╔══
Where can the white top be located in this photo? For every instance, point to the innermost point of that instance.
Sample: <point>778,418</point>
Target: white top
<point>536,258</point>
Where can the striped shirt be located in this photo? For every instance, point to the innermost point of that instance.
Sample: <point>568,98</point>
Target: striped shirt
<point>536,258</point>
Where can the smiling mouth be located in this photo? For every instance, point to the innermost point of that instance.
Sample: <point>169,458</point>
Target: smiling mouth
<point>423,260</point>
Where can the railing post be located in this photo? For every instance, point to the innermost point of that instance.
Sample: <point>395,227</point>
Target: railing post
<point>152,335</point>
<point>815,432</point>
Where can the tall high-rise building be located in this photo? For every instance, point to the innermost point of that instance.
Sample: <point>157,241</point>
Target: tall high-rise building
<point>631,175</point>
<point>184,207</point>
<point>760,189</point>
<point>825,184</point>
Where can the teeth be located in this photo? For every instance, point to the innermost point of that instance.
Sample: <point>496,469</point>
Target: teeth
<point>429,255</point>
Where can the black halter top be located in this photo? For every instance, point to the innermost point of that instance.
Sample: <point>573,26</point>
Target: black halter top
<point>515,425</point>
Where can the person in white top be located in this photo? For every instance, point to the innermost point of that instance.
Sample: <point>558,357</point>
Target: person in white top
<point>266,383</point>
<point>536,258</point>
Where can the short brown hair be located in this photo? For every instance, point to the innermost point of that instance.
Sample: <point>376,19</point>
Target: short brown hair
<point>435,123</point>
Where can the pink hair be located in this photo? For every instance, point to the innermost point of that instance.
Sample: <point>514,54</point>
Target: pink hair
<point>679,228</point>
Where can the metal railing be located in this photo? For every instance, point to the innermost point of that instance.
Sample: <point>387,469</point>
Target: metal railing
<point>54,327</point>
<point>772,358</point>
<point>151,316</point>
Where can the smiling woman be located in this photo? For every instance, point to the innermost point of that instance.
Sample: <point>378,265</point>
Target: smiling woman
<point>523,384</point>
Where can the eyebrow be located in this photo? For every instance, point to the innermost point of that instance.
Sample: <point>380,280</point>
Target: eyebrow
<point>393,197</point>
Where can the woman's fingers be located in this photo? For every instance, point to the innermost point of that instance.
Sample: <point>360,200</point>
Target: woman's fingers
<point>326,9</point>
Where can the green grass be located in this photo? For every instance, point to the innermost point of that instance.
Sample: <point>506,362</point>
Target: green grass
╚══
Task item
Please tally the lines of the data in which the string "grass" appears and write only the total.

Answer for the task
2